WORK TO BE COMPLETED: Rewrite the stretch from the line containing "Could you point out the red" through the end of the records as a Markdown table with two columns, Row and Line. Give each line its own numbered row and skip any blank lines.

+++ RAW RECORDS

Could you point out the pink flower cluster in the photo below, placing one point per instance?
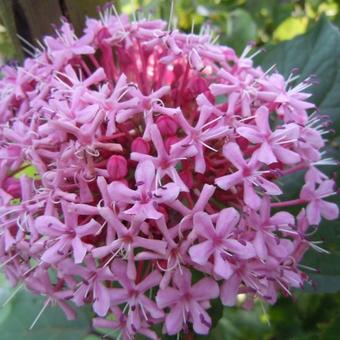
(158, 157)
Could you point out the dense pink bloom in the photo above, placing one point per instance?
(317, 206)
(186, 302)
(150, 155)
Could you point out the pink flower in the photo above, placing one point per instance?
(248, 173)
(110, 146)
(63, 237)
(273, 144)
(187, 303)
(317, 206)
(133, 294)
(147, 195)
(221, 241)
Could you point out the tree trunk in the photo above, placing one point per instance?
(33, 19)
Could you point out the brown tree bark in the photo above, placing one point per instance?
(33, 19)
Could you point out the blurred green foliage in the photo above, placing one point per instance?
(237, 22)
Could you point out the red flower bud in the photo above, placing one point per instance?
(117, 167)
(140, 145)
(167, 125)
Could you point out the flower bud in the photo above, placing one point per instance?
(187, 178)
(117, 167)
(12, 186)
(140, 145)
(166, 125)
(170, 141)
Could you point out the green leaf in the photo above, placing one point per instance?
(317, 52)
(52, 324)
(240, 29)
(290, 28)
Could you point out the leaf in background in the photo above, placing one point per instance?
(316, 52)
(52, 324)
(240, 29)
(290, 28)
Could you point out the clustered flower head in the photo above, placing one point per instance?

++++++

REPLY TO THE TASK:
| Row | Line |
|---|---|
| 1 | Could you point out the red flower bud in the photo above, placing one point per instance? |
| 2 | (117, 167) |
| 3 | (140, 145) |
| 4 | (167, 125) |
| 5 | Could you point out the flower bud in the photo above, placing one point per instance? |
| 6 | (187, 178) |
| 7 | (117, 167) |
| 8 | (12, 186) |
| 9 | (140, 145) |
| 10 | (166, 125) |
| 11 | (170, 141) |
| 12 | Could you point out the green leaf in the photo above, placing one point per instance? |
| 13 | (317, 52) |
| 14 | (52, 324) |
| 15 | (240, 29) |
| 16 | (290, 28) |
| 17 | Could you point out the leaf in background in the photo above, placing one point per instance? |
| 18 | (316, 52) |
| 19 | (52, 324) |
| 20 | (240, 29) |
| 21 | (290, 28) |
| 22 | Could you point out the clustered flower head in the photo above, placing one point per instance? |